Ziel: Gib für jede der folgenden Aussagen mit Ja oder Nein an, ob sie mit dem Text über den Mautstreit übereinstimmt, und zitiere jeweils die entscheidenden Worte des Textes wörtlich: (a) Die EU-Kommission bringt den Streit um die Pkw-Maut vor den Europäischen Gerichtshof. (b) Alexander Dobrindt reagiert verärgert auf die angekündigte Klage. (c) Es steht bereits fest, wann Autofahrer die Maut zu spüren bekommen.

Fragen und Antworten Eskalation im Mautstreit: Brüssel geht vor Gericht

Berlin/Brüssel (dpa) - Eine nahende Klage beglückt normalerweise die wenigsten. Doch Alexander Dobrindt freut sich richtig. „Endlich“, jubiliert der Bundesverkehrsminister. „Das ist eine gute Nachricht.“ Da hat die EU-Kommission am Donnerstag gerade bekannt gemacht, was Kritiker von Anfang an prophezeiten: Im Streit um die Rechtmäßigkeit der deutschen Pkw-Maut biegt sie in die Ausfahrt zum Europäischen Gerichtshof (EuGH).

Dobrindt gibt sich siegessicher, dass das heiß umkämpfte Prestigeprojekt seiner CSU grünes Licht bekommt. Ob und wann Autofahrer die Maut zu spüren bekommen, bleibt aber ungewiss.

Was bedeutet der Schritt der EU-Kommission?

Angezeigte Daten:
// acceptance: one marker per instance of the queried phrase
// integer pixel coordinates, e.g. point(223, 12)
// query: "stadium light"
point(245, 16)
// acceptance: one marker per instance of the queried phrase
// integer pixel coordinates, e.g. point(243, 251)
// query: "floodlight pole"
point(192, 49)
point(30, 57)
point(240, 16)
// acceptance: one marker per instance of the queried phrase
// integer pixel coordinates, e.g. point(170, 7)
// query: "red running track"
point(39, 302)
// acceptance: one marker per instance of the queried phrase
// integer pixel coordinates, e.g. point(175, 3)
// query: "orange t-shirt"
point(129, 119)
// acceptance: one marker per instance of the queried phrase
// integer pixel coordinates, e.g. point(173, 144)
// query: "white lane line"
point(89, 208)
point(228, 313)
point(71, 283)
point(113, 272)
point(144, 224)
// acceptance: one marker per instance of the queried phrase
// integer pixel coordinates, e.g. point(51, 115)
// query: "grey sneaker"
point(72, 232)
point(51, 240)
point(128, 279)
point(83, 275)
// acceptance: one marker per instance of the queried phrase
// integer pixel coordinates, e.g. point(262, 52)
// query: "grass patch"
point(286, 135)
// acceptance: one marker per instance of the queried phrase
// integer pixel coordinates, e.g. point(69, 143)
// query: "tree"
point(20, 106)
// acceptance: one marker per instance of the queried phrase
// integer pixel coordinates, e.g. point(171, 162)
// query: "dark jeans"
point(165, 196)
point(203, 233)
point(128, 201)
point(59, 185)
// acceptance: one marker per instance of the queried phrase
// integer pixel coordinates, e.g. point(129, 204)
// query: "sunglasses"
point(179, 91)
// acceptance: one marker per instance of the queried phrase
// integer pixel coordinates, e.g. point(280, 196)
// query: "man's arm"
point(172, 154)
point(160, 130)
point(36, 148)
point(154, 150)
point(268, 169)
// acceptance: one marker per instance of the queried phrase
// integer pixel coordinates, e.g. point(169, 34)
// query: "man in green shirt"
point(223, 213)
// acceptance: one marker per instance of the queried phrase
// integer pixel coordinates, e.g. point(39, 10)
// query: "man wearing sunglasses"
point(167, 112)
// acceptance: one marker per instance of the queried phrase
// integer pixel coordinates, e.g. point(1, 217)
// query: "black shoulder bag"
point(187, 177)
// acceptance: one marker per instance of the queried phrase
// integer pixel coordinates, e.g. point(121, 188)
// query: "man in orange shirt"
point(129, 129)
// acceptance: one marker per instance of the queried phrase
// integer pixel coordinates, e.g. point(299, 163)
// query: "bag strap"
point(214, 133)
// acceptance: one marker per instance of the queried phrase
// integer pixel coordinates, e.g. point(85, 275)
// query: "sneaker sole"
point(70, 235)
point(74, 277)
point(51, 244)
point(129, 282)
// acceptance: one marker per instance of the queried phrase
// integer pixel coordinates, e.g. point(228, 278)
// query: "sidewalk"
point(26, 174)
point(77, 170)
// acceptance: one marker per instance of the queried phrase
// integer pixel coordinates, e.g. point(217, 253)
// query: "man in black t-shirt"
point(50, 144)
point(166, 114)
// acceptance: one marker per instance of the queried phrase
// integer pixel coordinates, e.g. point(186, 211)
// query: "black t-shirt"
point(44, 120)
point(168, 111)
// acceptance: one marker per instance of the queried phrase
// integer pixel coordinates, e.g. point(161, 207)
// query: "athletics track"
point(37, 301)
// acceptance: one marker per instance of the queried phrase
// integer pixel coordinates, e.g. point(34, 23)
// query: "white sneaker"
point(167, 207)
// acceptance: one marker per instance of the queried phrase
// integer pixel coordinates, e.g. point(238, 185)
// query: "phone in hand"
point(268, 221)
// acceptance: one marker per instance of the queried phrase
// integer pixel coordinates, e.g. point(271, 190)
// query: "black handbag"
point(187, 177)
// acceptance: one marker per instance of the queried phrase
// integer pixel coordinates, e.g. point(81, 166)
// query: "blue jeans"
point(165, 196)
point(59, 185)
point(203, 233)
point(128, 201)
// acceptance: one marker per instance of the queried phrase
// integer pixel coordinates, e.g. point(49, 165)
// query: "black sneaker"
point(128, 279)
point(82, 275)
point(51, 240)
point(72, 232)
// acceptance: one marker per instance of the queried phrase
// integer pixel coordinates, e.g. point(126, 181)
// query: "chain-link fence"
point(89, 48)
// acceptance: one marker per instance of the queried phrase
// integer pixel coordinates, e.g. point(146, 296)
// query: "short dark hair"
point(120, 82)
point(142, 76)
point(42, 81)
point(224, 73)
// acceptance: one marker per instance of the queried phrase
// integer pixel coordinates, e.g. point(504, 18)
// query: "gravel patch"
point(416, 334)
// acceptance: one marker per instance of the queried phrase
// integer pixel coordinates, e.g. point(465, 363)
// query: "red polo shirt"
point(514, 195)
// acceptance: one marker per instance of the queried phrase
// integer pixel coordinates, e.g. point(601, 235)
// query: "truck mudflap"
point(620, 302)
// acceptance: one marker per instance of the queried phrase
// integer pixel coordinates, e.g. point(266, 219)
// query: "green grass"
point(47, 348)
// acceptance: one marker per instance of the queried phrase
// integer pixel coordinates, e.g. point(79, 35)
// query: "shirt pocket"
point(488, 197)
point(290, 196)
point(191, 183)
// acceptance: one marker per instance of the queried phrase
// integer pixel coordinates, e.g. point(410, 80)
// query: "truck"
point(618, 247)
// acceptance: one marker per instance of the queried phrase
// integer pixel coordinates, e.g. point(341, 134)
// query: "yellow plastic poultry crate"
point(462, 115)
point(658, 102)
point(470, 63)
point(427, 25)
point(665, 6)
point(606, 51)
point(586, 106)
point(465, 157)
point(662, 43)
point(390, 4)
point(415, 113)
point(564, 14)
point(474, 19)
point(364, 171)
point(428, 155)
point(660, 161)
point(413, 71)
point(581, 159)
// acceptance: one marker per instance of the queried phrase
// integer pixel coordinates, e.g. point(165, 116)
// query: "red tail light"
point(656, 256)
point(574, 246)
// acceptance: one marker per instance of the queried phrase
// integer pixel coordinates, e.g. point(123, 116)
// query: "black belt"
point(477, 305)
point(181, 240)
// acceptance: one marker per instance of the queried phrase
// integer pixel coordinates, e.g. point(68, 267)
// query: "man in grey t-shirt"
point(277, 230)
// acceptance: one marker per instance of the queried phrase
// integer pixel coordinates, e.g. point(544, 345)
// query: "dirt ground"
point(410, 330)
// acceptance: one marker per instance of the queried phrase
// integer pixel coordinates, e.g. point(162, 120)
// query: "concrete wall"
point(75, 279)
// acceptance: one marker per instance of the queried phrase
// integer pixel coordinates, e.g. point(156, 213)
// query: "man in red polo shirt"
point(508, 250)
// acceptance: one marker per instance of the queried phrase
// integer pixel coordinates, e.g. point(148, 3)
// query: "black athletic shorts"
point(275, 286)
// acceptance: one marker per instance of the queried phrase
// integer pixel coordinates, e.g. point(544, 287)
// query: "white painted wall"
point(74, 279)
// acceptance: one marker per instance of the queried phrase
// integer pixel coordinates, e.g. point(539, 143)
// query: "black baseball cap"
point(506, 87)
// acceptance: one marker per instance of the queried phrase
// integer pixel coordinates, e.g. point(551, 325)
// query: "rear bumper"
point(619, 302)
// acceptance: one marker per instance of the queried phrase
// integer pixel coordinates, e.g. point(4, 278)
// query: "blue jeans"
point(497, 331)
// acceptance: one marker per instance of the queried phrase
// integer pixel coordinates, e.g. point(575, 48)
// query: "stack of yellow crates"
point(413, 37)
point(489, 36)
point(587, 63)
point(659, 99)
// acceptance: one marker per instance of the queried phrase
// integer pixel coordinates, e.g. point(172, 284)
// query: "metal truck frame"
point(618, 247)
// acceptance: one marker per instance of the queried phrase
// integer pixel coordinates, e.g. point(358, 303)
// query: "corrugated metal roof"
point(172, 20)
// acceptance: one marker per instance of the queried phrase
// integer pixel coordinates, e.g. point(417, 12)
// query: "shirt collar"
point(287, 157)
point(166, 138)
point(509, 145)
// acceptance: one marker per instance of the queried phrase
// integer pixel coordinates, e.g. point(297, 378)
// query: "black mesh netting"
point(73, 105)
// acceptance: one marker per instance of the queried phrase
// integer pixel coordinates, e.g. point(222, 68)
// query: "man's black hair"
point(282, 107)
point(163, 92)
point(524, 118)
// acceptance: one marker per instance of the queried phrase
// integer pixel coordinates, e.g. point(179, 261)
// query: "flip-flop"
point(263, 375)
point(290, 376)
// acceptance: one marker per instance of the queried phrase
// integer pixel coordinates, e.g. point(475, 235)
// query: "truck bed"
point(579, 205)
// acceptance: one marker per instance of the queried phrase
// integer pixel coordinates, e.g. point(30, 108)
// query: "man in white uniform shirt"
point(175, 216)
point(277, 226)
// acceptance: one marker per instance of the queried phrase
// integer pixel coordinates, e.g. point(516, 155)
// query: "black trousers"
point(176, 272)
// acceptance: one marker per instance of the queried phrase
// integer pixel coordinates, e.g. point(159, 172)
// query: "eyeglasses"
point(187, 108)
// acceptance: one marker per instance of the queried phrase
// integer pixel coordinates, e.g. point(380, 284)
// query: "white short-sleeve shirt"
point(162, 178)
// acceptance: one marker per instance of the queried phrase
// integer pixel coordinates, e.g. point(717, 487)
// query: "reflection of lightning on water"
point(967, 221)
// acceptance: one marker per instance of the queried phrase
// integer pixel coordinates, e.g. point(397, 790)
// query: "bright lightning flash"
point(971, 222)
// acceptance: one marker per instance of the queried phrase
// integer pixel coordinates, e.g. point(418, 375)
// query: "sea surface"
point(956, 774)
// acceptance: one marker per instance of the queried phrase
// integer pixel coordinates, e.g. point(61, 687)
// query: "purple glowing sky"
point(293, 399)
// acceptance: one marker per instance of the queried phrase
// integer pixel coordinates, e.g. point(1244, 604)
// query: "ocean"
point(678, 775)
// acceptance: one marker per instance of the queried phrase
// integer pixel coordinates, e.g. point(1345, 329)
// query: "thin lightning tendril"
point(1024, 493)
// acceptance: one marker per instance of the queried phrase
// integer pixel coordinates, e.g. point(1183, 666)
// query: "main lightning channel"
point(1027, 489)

Ergebnis:
(a) Ja: „Im Streit um die Rechtmäßigkeit der deutschen Pkw-Maut biegt sie in die Ausfahrt zum Europäischen Gerichtshof (EuGH).“
(b) Nein: „Doch Alexander Dobrindt freut sich richtig.“
(c) Nein: „Ob und wann Autofahrer die Maut zu spüren bekommen, bleibt aber ungewiss.“